Activity>
Where does the string "building" appear in the records? Copy every line that contains it.

Records for processing>
--------------------------------

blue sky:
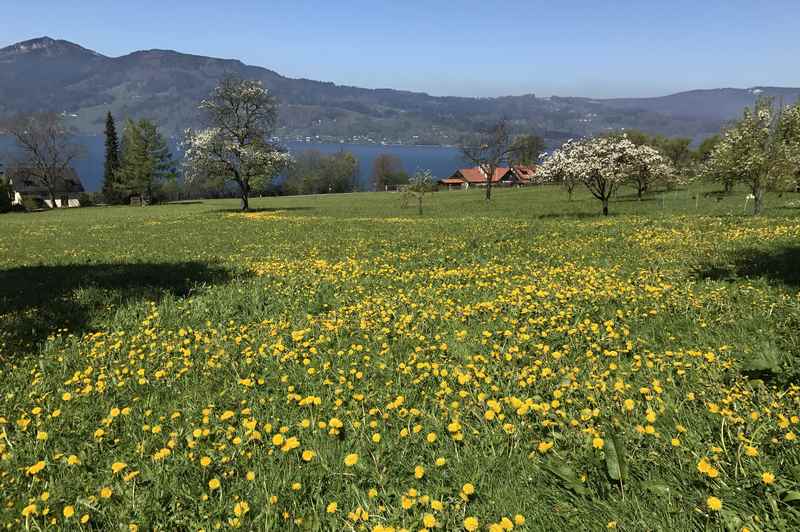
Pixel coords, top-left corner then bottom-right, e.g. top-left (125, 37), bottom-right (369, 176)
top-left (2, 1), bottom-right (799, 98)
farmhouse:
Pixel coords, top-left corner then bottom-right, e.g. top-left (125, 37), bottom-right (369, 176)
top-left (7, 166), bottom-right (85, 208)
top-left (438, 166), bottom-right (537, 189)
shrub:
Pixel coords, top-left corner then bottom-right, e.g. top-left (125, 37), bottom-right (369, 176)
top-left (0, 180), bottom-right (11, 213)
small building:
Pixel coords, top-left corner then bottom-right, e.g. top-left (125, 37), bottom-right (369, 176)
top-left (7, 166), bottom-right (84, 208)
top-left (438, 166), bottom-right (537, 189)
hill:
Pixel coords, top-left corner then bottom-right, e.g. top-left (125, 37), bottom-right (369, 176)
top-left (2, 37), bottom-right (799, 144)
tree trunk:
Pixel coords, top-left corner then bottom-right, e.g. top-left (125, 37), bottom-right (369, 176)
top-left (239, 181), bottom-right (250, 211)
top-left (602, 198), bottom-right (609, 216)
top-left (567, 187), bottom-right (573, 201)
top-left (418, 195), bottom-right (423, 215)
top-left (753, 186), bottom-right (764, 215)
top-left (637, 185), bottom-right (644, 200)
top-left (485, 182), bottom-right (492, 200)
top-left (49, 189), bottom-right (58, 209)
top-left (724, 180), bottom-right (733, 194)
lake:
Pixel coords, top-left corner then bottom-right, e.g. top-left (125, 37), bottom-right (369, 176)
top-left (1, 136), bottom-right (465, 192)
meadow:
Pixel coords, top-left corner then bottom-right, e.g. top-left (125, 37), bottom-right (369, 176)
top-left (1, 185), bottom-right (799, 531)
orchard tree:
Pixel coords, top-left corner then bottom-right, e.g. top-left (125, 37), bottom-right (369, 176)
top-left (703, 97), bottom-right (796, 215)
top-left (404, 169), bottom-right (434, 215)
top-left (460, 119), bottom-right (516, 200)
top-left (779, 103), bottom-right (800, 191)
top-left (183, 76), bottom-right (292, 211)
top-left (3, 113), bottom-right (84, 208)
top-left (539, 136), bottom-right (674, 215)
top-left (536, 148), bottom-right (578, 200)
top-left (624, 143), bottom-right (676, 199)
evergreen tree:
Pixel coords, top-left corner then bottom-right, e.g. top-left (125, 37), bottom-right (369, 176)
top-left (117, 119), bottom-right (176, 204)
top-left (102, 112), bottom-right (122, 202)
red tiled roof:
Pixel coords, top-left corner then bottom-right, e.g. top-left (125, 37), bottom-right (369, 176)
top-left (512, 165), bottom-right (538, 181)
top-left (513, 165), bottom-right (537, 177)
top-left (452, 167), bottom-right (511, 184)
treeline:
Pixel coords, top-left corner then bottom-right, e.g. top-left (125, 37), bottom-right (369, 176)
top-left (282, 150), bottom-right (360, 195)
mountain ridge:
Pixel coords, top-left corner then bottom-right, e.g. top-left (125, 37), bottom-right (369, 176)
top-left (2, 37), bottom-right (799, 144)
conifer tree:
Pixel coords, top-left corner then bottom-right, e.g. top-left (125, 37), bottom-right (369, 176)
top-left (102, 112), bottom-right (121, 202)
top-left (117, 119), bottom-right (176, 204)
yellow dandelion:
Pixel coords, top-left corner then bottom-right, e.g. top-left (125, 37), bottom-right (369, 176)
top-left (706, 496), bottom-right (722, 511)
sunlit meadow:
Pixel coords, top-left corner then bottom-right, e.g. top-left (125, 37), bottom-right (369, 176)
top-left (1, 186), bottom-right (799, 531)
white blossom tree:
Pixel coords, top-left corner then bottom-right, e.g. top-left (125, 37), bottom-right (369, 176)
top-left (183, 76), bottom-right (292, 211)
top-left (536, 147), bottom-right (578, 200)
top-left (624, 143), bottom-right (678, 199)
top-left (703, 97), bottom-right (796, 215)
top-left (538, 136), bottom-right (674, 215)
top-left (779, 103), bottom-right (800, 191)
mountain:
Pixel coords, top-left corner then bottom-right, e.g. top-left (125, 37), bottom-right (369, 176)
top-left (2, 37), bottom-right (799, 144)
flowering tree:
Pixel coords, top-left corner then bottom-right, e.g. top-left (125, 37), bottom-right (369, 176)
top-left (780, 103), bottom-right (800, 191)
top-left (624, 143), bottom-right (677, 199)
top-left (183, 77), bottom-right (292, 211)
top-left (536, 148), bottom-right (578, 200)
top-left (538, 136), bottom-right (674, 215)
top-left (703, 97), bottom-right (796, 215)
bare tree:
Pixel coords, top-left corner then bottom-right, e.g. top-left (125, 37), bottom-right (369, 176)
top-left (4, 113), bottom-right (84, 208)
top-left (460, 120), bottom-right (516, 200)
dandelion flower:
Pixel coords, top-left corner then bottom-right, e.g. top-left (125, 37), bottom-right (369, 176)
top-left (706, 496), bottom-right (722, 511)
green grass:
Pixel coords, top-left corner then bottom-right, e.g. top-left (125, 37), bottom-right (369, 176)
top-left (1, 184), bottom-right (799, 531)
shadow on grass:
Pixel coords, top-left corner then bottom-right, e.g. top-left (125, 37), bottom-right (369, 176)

--------------------------------

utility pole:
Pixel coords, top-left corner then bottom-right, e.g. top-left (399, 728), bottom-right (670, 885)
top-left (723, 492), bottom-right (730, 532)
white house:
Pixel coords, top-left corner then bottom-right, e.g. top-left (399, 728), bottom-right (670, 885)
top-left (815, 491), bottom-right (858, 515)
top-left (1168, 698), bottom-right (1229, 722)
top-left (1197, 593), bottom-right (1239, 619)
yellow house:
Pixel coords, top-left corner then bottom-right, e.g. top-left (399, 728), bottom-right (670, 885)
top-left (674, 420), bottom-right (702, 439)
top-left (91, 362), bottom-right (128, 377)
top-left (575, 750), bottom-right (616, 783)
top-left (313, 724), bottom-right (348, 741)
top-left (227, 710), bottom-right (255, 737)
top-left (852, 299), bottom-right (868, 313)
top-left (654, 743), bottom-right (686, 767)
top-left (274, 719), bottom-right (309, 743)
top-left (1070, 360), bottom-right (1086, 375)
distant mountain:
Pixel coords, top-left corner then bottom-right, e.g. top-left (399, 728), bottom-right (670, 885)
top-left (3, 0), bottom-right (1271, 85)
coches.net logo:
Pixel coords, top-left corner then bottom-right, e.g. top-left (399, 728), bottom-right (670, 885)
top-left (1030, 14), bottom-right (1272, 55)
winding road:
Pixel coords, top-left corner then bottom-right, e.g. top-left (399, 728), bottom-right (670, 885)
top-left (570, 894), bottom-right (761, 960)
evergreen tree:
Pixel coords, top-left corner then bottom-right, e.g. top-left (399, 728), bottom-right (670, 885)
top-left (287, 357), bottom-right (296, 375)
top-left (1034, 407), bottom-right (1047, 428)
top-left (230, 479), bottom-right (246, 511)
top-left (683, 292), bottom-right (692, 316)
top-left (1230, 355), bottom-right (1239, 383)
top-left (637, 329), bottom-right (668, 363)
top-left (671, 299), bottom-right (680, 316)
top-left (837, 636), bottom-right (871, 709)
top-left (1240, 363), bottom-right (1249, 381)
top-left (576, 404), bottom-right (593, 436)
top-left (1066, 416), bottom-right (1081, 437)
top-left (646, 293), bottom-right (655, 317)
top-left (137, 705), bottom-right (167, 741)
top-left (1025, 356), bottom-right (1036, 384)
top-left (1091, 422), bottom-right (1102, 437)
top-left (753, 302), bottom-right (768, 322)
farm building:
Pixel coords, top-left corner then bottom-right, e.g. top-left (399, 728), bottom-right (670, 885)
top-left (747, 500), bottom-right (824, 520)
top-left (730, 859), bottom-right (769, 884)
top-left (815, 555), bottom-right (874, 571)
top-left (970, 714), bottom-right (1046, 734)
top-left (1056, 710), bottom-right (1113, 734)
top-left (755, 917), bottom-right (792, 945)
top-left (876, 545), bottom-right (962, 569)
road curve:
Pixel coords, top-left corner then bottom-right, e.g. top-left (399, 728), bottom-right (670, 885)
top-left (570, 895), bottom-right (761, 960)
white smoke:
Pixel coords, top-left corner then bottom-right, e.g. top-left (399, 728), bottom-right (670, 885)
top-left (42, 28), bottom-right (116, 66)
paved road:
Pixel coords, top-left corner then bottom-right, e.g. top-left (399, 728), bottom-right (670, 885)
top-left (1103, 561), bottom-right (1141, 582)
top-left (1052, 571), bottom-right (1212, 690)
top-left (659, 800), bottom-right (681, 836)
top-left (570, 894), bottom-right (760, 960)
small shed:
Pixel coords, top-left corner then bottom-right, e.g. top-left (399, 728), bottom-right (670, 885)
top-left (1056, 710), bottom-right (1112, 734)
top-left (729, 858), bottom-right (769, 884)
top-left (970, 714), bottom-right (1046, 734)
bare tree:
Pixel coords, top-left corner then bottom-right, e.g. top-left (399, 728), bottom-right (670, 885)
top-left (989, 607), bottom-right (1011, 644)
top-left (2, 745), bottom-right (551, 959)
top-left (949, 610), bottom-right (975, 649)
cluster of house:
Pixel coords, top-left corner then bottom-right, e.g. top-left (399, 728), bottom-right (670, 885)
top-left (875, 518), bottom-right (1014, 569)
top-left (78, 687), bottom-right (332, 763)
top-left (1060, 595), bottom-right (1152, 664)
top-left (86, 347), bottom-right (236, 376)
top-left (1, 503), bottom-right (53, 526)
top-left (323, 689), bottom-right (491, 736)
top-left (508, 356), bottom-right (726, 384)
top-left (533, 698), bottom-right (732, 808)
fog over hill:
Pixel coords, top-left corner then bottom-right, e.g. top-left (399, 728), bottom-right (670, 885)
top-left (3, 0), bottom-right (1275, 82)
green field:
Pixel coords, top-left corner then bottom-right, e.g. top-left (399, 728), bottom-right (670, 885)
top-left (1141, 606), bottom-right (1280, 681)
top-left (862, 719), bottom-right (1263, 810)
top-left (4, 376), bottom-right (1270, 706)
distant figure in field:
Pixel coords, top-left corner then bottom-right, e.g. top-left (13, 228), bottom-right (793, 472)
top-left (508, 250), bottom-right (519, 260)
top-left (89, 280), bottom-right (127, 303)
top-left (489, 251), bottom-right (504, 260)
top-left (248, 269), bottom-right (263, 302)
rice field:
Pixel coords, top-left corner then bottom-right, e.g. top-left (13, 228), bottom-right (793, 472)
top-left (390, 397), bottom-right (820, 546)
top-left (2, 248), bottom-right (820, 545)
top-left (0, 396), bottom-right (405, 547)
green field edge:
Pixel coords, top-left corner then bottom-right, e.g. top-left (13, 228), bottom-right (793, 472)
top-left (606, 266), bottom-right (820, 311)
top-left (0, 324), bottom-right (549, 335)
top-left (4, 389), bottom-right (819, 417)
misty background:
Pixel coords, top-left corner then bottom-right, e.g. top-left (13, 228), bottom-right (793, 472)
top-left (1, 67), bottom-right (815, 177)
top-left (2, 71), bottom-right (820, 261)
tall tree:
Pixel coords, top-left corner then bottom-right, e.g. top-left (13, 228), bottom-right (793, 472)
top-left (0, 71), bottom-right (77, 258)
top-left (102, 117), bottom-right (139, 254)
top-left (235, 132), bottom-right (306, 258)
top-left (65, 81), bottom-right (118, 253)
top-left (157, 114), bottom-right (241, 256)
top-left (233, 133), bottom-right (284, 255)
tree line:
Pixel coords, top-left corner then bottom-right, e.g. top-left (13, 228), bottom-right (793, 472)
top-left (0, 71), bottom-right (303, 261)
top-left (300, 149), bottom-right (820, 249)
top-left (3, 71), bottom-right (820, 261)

--------------------------------

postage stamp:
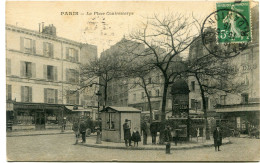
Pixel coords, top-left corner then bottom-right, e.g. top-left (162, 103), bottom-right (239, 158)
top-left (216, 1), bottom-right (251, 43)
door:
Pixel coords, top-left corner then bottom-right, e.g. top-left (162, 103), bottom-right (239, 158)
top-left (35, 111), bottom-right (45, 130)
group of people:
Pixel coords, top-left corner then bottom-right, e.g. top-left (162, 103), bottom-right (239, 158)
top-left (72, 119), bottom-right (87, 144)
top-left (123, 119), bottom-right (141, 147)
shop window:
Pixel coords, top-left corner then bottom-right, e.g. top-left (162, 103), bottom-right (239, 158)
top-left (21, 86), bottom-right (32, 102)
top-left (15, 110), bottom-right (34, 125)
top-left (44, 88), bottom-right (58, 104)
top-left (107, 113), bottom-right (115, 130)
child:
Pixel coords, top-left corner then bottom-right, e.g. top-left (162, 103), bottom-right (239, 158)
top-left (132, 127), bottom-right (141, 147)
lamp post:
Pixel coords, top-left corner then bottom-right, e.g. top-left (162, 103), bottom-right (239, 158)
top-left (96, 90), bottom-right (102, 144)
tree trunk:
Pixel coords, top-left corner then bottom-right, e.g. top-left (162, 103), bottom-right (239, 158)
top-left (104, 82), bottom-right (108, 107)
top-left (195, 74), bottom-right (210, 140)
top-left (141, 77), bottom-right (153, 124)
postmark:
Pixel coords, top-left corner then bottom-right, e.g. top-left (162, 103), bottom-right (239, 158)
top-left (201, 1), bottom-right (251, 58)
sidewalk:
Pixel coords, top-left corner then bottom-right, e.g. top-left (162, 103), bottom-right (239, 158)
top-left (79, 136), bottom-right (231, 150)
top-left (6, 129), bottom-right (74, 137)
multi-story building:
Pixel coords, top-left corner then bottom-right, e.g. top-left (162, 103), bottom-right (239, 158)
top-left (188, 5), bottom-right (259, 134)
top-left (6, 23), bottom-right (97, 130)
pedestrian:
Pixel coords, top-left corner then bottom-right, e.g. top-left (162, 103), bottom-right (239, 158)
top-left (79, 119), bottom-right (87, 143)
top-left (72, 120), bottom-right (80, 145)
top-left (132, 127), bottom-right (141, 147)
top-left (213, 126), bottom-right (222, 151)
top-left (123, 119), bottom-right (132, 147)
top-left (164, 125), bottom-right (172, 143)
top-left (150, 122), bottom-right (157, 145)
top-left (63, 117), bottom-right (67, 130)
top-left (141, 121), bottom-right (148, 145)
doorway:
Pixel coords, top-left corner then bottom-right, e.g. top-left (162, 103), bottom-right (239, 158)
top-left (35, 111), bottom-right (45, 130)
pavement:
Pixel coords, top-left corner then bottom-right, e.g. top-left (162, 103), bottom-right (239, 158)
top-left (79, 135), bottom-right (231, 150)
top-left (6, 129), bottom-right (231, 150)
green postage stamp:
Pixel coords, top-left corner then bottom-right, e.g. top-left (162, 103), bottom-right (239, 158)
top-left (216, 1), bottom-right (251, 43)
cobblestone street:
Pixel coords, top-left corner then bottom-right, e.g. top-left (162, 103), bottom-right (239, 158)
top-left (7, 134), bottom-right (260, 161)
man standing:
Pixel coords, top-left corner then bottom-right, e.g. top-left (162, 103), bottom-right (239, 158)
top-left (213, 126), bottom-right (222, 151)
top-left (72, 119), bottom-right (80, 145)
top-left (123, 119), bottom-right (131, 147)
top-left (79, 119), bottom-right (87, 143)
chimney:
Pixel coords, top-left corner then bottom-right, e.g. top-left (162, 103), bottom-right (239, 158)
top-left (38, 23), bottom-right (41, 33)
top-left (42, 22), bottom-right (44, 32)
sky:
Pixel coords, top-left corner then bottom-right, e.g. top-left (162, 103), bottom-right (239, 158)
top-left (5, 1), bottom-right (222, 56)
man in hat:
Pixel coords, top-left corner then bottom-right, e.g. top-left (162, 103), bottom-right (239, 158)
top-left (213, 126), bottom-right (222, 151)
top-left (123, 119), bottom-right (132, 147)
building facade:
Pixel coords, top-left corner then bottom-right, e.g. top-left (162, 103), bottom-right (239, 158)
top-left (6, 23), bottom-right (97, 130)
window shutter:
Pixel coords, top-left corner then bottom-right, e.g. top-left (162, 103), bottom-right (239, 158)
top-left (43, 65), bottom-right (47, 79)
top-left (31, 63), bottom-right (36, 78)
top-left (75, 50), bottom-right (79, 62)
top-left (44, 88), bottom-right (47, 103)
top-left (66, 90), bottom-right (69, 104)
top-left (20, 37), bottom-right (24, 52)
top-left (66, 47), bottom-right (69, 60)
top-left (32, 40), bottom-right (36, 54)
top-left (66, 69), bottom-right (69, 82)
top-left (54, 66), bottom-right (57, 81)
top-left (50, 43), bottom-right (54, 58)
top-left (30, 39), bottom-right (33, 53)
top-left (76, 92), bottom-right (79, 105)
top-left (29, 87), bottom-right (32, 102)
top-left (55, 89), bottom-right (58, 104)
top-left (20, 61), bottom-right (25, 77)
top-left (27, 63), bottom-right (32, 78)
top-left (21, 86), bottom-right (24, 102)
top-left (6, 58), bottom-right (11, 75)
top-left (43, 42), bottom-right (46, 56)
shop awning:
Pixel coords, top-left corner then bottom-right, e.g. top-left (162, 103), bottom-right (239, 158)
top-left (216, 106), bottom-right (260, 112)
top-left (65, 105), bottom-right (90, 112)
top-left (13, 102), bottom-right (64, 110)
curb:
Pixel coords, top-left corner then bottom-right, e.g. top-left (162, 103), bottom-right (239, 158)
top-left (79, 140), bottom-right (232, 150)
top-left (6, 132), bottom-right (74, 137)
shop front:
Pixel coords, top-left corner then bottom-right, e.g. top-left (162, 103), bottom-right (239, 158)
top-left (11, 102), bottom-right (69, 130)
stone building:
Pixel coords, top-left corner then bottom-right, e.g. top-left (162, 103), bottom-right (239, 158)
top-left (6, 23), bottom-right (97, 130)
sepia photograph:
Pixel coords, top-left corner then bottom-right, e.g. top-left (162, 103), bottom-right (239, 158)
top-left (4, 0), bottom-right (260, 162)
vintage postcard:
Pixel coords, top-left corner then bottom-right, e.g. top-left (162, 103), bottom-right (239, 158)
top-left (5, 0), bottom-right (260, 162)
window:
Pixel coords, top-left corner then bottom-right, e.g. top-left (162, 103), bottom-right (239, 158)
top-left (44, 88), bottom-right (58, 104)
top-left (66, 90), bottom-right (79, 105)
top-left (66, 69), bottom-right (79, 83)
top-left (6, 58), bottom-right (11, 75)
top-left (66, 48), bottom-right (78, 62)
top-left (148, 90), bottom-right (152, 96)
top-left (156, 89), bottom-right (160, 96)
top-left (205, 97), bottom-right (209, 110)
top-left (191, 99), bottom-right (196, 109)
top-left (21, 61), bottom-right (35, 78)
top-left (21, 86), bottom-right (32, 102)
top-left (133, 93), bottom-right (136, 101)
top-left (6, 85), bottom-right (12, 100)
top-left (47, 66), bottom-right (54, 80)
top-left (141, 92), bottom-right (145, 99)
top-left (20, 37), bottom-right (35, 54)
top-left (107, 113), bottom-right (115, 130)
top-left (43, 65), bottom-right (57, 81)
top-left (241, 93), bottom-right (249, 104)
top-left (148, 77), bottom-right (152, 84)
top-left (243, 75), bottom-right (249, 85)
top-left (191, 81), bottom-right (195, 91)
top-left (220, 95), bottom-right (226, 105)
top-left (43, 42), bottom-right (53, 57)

--------------------------------

Answer for the task>
small building:
farm building:
multi-story building:
building facade:
stone building:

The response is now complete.